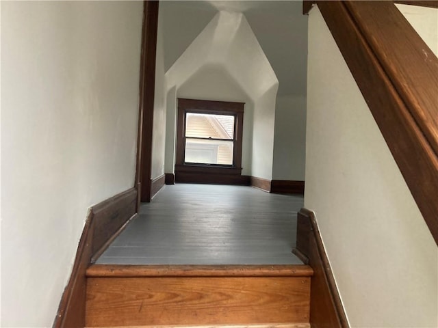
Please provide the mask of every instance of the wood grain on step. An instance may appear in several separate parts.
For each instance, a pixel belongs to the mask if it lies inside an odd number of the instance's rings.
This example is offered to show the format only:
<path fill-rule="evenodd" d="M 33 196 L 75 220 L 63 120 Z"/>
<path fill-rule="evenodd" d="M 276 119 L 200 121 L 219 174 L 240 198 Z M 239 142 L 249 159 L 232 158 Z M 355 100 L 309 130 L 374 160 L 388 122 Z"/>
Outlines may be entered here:
<path fill-rule="evenodd" d="M 94 264 L 88 277 L 308 277 L 307 265 L 124 265 Z"/>
<path fill-rule="evenodd" d="M 87 327 L 308 323 L 310 277 L 88 278 Z"/>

------------------------------------------------------------

◆ Instructions for the task:
Convert every item above into a two-column CSV with the headers instruction and outlines, one row per item. Put the item's text and its answer each in a single quoted field with line breaks replaced by spaces, and leave the pictures out.

◆ Reply to the task:
instruction,outlines
"Please provide the mask of every instance of the wood grain on step. An instance may appear in several separate parts. For each instance, a pixel belongs to the mask if it lies inside an odd number of the instance's rings. This example is offered to show the format only: <path fill-rule=""evenodd"" d=""M 33 196 L 75 220 L 63 120 Z""/> <path fill-rule=""evenodd"" d=""M 276 119 L 200 121 L 219 174 L 240 198 Z M 239 142 L 249 159 L 232 158 Z M 355 100 L 309 130 L 374 160 L 388 122 Z""/> Outlines may be entered here:","<path fill-rule=""evenodd"" d=""M 94 264 L 88 277 L 308 277 L 307 265 L 124 265 Z""/> <path fill-rule=""evenodd"" d=""M 87 327 L 308 323 L 310 277 L 88 278 Z""/>"